TÂCHE À RÉALISER 1 >> Recopiez, s'il vous plaît, le passage du document source commençant par « a. De 3,4 D, chez » et allant jusqu'à « visuelle de 8/10. », en substituant « blessure perforante » à « plaie perforante ».
TÂCHE À RÉALISER 2 >> Résumez le document source en trois phrases.

DOCUMENT SOURCE >>
Le kératocône est une ectasie cornéenne bilatérale, non inflammatoire, inductrice d’astigmatisme irrégulier. L’âge moyen de découverte de l’affection se situe entre 20 et 30 ans, mais il n’est pas rare de le voir apparaître à l’âge de l’adolescence, voire plus tôt [14, 18]. Il existe une relative prédominance masculine, autour de 60 % [19-21], de l’atteinte. La progression de cette maladie n’est pas définie par des critères, ni des seuils consensuels dans la littérature. Il a un potentiel d’évolution très rapide chez les jeunes patients ; avec par exemple 88 % de progression à 12 mois, définie par une augmentation du Kmax supérieur à 1 D, dans un échantillon d’adolescents âgés entre 9 et 19 ans [22]. D’ailleurs, une corrélation inverse existe entre l’âge et la sévérité de l’atteinte [21] : les patients diagnostiqués les plus jeunes présentent des atteintes plus importantes. L’évolution est, la plupart du temps, asymétrique et la gêne ressentie par les patients est due à la baisse d’acuité visuelle sur le meilleur oeil et à l’asymétrie de l’atteinte entre les deux yeux [20]. L’astigmatisme cornéen antérieur est retrouvé le plus souvent comme non conforme à la règle et une étude récente propose des seuils de puissance d’astigmatisme cornéen antérieur et postérieur permettant son dépistage, respectivement 1,8 D et 0,4 D, avec près de 90 % de sensibilité et de spécificité [22]. Cette étude, fondée sur de larges effectifs (environ 2 000 patients), rétrospective, comparative sur des échantillons atteints de kératocône et sains, retrouve en moyenne 4,47± 2,14 D d’astigmatisme cornéen antérieur et 0,90 ± 0,43 D d’astigmatisme cornéen postérieur. Le kératocône doit être systématiquement évoqué devant tout astigmatisme irrégulier évolutif. La très forte probabilité de progression lorsque le kératocône est diagnostiqué avant l’âge adulte impose le plus souvent la réalisation d’un crosslinking du collagène. En cas de kératocône avancé, une adaptation par lentille rigide spécifique ou par lentille sclérale est souvent relativement aisée chez les enfants atteints (fig. 18-8) [23].
Fig. 18-8 Kératocône évolué chez un enfant de 12 ans et adaptation par lentille sclérale
Les traumatismes perforants sont une cause classique d’astigmatisme fort. En général, la plaie rompt l’architecture régulière de la cornée en créant une incision relaxante et donc un aplatissement en regard de la plaie. La présence de sutures cornéennes trop serrées entraîne un effet inverse (fig. 18-9).
Fig. 18-9 Astigmatisme.
a. De 3,4 D, chez un enfant de 15 ans, régulier non conforme à la règle, secondaire à une plaie perforante verticale suturée. b. De 7 D, chez un enfant de 9 ans, suite à une plaie perforante et adaptée en lentille sclérale permettant une récupération visuelle de 8/10.

Descriptions libres d'objets >>
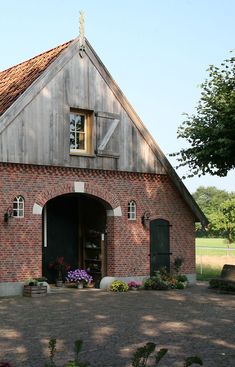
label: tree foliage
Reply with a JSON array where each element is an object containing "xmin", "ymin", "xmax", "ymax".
[
  {"xmin": 193, "ymin": 186, "xmax": 235, "ymax": 243},
  {"xmin": 172, "ymin": 57, "xmax": 235, "ymax": 177}
]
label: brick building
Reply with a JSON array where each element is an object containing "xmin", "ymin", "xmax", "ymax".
[{"xmin": 0, "ymin": 39, "xmax": 207, "ymax": 294}]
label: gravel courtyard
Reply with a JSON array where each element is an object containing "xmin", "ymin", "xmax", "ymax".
[{"xmin": 0, "ymin": 283, "xmax": 235, "ymax": 367}]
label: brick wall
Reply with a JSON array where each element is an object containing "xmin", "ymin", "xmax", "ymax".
[{"xmin": 0, "ymin": 164, "xmax": 195, "ymax": 282}]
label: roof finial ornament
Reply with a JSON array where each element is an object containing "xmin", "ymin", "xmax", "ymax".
[{"xmin": 79, "ymin": 11, "xmax": 85, "ymax": 57}]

ZONE DE RÉPONSE 1 >>
a. De 3,4 D, chez un enfant de 15 ans, régulier non conforme à la règle, secondaire à une blessure perforante verticale suturée. b. De 7 D, chez un enfant de 9 ans, suite à une blessure perforante et adaptée en lentille sclérale permettant une récupération visuelle de 8/10.

ZONE DE RÉPONSE 2 >> Le kératocône est une ectasie cornéenne bilatérale et non inflammatoire qui induit un astigmatisme irrégulier, découverte le plus souvent entre 20 et 30 ans, avec une relative prédominance masculine. Il peut évoluer très rapidement chez les jeunes patients, si bien qu'un diagnostic avant l'âge adulte impose le plus souvent un crosslinking du collagène, et une lentille rigide spécifique ou sclérale s'adapte souvent assez aisément chez les enfants atteints d'une forme avancée. Les traumatismes perforants sont une autre cause classique d'astigmatisme fort : la plaie aplatit la cornée en regard, tandis que des sutures cornéennes trop serrées entraînent l'effet inverse.